### PASSAGE PROVIDED
— Start —

360° angle-based stereo panning – setListenerFromLSD() calculates the listener's right-ear vector from their yaw (rot.y). When updateSpatialAudio() runs, it uses atan2 to calculate the angle from listener to speaker, then applies sin(angle) for natural panning. This gives full left/right separation at ±90° angles. Speaker's rotation is ignored – only their position relative to listener matters.
Dynamic distance gain – updateSpatialAudio() measures distance from listener → source and applies a CUBIC EXPONENTIAL falloff (0.5m-15m range). Voices gradually fade from 100% (0.5m) to complete silence at 15m+ (hard cutoff). The cubic (1-normalized)³ formula creates clearly noticeable volume changes as you move. Distance calculated from listener's HEAD position to participant's HEAD position (body + 1.6m height). Master compressor is DISABLED to ensure gain changes are audible.
Noise handling – a TensorFlow.js GRU model (odyssey_adaptive_denoiser, 872K params, val_loss=0.1636) runs in a ScriptProcessorNode as the FIRST node in every participant's chain, applying a learned spectral mask before the high/low-pass filters. Audio passes through unchanged until the model finishes loading, then ML denoising becomes active automatically with no user action required.
Spatial Audio System (CLOCKWISE Rotation)
Core Algorithm (Full 360° Support)
The panning calculation uses position-based projection onto the listener's right-ear axis:
// Step 1: Calculate listener's right vector from yaw (CLOCKWISE rotation)
const yawRad = (rot.y * Math.PI) / 180;
listenerRight = {
x: Math.cos(yawRad),
z: -Math.sin(yawRad) // NEGATIVE sine for CLOCKWISE rotation
};
// Step 2: Vector from listener to speaker
vecToSource = {
x: speakerPos.x - listenerPos.x,
z: speakerPos.z - listenerPos.z
};
// Step 3: Calculate forward vector (90° CW from right)

— End —

For each statement below, say yes or no to whether it agrees with the spatial audio passage, and quote the passage's deciding words.
1. The speaker's rotation changes how their voice is panned.
2. Voices fall to complete silence at distances of 15 meters or more.
3. The denoising model applies its spectral mask after the high/low-pass filters.

### PROVIDED MATERIAL
— Start —

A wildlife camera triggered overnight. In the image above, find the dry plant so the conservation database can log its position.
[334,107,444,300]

— End —

### RESPONSE FOR THIS EXERCISE
1. No: "Speaker's rotation is ignored – only their position relative to listener matters."
2. Yes: "complete silence at 15m+ (hard cutoff)"
3. No: "applying a learned spectral mask before the high/low-pass filters"